[Task statement] Could you go on with the text about Aventinus, son of Hercules, starting right after its final sentence?

[Given text]
##############################

Aventinus was a son of Hercules and the priestess Rhea mentioned in Virgil's Aeneid, Book vii. 656, as an ally of Mezentius and enemy of Aeneas (Dryden's translation):

Next Aventinus drives his chariot round
The Latian plains, with palms and laurels crown'd.
Proud of his steeds, he smokes along the field;
His father's hydra fills his ample shield:
A hundred serpents hiss about the brims;
The son of Hercules he justly seems
By his broad shoulders and gigantic limbs;
Of heav'nly part, and part of earthly blood,
A mortal woman mixing with a god.
For strong Alcides, after he had slain
The triple Geryon, drove from conquer'd Spain
His captive herds; and, thence in triumph led,
On Tuscan Tiber's flow'ry banks they fed.
Then on Mount Aventine the son of Jove
The priestess Rhea found, and forc'd to love.
For arms, his men long piles and jav'lins bore;
And poles with pointed steel their foes in battle gore.
Like Hercules himself his son appears,
In salvage pomp; a lion's hide he wears;
About his shoulders hangs the shaggy skin;
The teeth and gaping jaws severely grin.
Thus, like the god his father, homely dress'd,
He strides into the hall, a horrid guest.

Servius This passage speaks of an Aventinus, a king of the aboriginal inhabitants of Rome, who was killed and buried on the hill afterward called the Aventine Hill. This king may be conflated with the Aeneid figure or with Aventinus:

 "The Aventine is a hill in the city of Rome. It is accepted that it derives its name from birds (aves) which, rising from the Tiber, nested there, as we read in the eighth book of a suitable home for the nests of ill-omened birds. This is because of a king of the Aboriginal Italians, Aventinus by name, who were both killed and buried there - just as the Alban king Aventinus was, he was succeeded by Procas. Varro, however, states that amongst the Roman people, the Sabines accepted this mountain when it was offered to them by Romulus, and called it the Aventine after the Aventus river in its area. It is therefore accepted that these different opinions came later, for in the beginning it was called Aventinus after either the birds or the Aboriginal King: from which it is accepted that the son of Hercules mentioned here took his name from that of the hill, not vice versa."

This Aventinus (the son of Hercules) is not mentioned elsewhere in classical literature.

##############################

[Saved entries]
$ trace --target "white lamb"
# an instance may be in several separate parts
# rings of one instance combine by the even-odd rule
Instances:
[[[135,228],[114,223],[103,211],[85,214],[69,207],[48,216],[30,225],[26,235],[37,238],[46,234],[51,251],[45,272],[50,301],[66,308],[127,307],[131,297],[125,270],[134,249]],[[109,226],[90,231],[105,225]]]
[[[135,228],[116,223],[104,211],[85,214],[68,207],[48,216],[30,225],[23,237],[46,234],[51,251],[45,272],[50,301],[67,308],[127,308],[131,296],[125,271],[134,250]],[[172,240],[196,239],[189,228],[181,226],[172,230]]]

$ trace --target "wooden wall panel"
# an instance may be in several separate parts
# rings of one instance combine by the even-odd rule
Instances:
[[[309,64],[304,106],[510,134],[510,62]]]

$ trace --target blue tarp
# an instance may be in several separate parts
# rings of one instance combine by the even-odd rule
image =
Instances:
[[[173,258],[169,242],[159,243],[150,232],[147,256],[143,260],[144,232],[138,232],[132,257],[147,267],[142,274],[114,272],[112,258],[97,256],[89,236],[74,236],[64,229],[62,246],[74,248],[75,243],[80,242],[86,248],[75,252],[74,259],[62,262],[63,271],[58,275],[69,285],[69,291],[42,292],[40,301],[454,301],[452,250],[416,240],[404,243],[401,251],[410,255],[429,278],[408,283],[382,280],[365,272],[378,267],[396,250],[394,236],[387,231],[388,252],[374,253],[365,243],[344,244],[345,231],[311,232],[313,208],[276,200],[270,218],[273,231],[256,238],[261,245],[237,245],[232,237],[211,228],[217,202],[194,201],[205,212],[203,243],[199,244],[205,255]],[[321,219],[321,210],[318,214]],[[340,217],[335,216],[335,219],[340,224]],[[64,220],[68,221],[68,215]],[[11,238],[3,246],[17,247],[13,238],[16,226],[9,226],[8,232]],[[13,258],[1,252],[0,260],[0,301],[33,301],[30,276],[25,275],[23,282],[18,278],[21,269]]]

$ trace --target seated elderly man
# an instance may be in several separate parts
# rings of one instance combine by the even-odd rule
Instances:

##############################

[Answer to the problem]
== Scholarly interpretations ==
Classical scholars generally assume that Virgil himself invented the character, either deriving the name from one of the Roman hills or drawing on an otherwise obscure source [4]. The researcher A. Grandazzi argues that Virgil intended to incorporate into his poem the figure of a legendary ruler buried on the Aventine Hill but, due to chronological inconsistencies, could not portray this figure as a king of Alba Longa. Consequently, Aventinus is presented as a son of Hercules. The poet may have justified this genealogy by the proximity of the tomb of King Aventinus to the Great Altar of Hercules.

In her analysis of Aventinus, R. Parks emphasizes the character’s duality. On the one hand, he is depicted as a true heir of Hercules: a slayer of monsters and a victor in chariot races. On the other hand, the image of the Hydra on his shield may be interpreted to suggest that he himself represents one of the monsters destined to be defeated by the new hero, Aeneas. Parks further hypothesizes that the chariot of Aventinus—described as having “won the palm”—was drawn by the horses of Diomedes.

The Russian scholar A. Kuznetsov classifies the figure of Aventinus among the “unresolved enigmas” of the Aeneid. Although the son of Hercules is presented as a figure of primary importance and, like Aeneas, wears a lion’s skin, he is not mentioned again later in the poem.

W. Warde Fowler suggested that lines 664–668 of the Aeneid refer not to Aventinus but to the Sabine hero Ufens. He points to a dissonance in the description of the son of Hercules: Aventinus initially appears riding a war chariot in ceremonial attire, yet later he is unexpectedly depicted walking on foot in an animal skin among soldiers armed in the Sabine manner. According to Fowler, this confusion may have arisen through the work of the poem’s early editors. One possible explanation is that the Sabine hero, like Hercules, was also represented wearing a lion’s skin.